Provided passage
# The Bad, The Good, and The Ugly



## mkriggen (Dec 14, 2014)

The Bad...
While showing my brother my Gesshin Kagekiyo k-tip gyuto the other night, I managed to drop it (important safety tip, show of your knives BEFORE opening the Jack).

The Good...
I kept it from hitting the tile floor


The Ugly...




Be well,
Mikey


----------



## brianh (Dec 14, 2014)

I'm wearing shoes in the kitchen from now on.


----------



## jaybett (Dec 14, 2014)

Glad that you are alright. 

Jay


----------



## Dardeau (Dec 14, 2014)

Just be glad you were wearing pants.


----------



## panda (Dec 14, 2014)

Gonna have a badass scar to show off. Be glad it wasn't a cleaver.


----------



## mc2442 (Dec 14, 2014)

Ouch!! Don't "kick" a falling knife?


----------



## James (Dec 14, 2014)

yikes...have a speedy recovery!

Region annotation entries

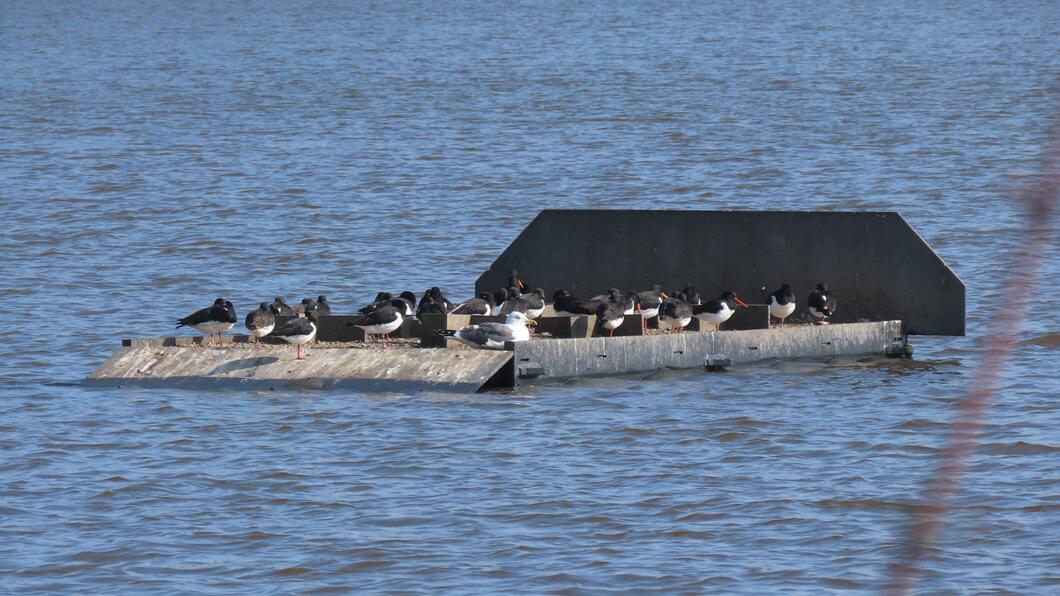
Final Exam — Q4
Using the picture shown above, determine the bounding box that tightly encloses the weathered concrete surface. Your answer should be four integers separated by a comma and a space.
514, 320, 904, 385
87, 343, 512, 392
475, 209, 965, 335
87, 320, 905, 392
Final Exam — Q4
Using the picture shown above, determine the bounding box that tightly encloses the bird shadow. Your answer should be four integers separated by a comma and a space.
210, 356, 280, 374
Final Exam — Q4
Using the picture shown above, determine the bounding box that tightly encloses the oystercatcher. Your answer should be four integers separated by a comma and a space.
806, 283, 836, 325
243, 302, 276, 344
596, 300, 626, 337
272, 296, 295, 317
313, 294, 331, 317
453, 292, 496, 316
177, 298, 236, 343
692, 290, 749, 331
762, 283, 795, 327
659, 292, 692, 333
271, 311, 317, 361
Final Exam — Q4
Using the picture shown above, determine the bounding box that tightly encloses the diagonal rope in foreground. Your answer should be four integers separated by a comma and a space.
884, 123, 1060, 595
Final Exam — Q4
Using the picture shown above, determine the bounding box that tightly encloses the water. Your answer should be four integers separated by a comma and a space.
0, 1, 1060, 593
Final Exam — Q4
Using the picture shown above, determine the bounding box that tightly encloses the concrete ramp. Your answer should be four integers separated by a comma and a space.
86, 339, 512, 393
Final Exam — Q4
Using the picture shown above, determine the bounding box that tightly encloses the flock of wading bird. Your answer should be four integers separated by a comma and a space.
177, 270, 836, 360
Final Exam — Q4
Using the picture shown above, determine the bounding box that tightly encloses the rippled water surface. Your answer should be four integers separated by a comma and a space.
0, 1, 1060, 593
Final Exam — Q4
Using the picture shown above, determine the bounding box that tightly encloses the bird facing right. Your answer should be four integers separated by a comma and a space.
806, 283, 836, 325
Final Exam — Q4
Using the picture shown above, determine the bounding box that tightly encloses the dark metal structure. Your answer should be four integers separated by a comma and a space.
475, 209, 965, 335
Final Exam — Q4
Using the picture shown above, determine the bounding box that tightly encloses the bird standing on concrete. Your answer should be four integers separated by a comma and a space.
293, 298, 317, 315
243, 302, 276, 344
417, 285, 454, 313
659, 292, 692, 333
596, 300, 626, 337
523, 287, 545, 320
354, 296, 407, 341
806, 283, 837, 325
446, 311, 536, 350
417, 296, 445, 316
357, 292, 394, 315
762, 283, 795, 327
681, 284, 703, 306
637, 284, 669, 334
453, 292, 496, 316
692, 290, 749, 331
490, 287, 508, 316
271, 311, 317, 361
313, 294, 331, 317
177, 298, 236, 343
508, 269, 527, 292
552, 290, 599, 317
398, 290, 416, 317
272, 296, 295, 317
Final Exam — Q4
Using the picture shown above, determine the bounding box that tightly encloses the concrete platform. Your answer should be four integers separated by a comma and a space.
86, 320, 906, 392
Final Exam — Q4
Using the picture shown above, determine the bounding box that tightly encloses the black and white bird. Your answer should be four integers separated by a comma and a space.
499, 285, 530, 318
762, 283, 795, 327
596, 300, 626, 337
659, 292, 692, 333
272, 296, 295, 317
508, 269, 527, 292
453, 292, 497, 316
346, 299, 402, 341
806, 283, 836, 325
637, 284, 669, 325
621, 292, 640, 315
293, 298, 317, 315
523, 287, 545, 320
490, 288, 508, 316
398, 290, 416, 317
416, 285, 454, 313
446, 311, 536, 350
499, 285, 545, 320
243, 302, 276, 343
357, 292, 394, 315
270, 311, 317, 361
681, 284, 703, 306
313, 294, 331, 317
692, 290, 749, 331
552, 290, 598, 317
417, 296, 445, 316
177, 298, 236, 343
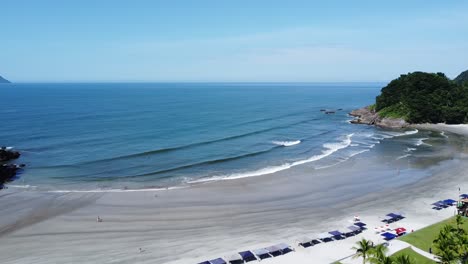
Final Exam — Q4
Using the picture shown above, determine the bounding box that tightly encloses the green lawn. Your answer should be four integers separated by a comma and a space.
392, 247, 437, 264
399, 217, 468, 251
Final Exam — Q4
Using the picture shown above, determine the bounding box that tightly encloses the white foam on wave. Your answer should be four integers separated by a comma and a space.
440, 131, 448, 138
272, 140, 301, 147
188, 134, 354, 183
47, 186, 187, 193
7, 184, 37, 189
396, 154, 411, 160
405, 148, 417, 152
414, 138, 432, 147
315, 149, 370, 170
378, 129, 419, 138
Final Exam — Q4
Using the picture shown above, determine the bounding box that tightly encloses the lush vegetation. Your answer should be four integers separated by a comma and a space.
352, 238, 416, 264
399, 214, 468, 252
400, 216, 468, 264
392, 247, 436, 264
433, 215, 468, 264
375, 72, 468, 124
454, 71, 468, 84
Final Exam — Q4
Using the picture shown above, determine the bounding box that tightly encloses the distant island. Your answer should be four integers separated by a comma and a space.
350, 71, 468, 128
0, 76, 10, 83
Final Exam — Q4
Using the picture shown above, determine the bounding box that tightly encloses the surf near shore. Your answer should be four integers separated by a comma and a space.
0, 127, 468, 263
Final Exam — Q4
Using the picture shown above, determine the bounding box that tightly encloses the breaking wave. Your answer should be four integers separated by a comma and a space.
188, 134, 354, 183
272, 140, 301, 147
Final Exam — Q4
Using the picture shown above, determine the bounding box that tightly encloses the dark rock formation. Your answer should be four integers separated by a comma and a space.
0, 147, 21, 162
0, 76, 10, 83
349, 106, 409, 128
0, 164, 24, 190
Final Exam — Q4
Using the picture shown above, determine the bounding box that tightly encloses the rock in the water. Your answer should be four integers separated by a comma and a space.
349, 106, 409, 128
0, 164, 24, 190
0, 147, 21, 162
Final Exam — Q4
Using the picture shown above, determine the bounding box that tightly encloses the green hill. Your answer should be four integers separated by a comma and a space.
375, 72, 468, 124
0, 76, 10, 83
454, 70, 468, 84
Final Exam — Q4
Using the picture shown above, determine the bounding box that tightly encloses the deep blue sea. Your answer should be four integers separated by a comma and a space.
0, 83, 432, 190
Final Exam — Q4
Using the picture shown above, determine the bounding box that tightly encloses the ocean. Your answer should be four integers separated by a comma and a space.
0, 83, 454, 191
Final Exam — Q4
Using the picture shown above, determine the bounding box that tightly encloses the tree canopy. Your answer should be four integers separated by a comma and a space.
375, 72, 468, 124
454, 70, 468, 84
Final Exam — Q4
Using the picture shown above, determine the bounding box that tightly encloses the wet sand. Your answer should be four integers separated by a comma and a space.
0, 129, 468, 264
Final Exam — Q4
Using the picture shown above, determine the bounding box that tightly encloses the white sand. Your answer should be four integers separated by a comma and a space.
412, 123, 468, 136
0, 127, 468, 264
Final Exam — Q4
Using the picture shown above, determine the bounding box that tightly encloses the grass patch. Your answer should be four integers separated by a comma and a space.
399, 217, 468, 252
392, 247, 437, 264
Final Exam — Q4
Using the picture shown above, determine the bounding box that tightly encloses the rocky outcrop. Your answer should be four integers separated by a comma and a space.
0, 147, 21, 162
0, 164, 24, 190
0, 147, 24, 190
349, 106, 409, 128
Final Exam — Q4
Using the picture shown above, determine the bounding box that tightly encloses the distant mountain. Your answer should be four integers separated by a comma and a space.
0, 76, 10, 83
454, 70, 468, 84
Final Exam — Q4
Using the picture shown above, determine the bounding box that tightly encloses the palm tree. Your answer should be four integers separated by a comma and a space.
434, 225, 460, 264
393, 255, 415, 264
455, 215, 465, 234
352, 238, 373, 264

Requirements
Repeat the portion of the forum thread about the dropped knife between "# The Bad, The" and "The Ugly...", inclusive.

Worked answer
# The Bad, The Good, and The Ugly



## mkriggen (Dec 14, 2014)

The Bad...
While showing my brother my Gesshin Kagekiyo k-tip gyuto the other night, I managed to drop it (important safety tip, show of your knives BEFORE opening the Jack).

The Good...
I kept it from hitting the tile floor


The Ugly...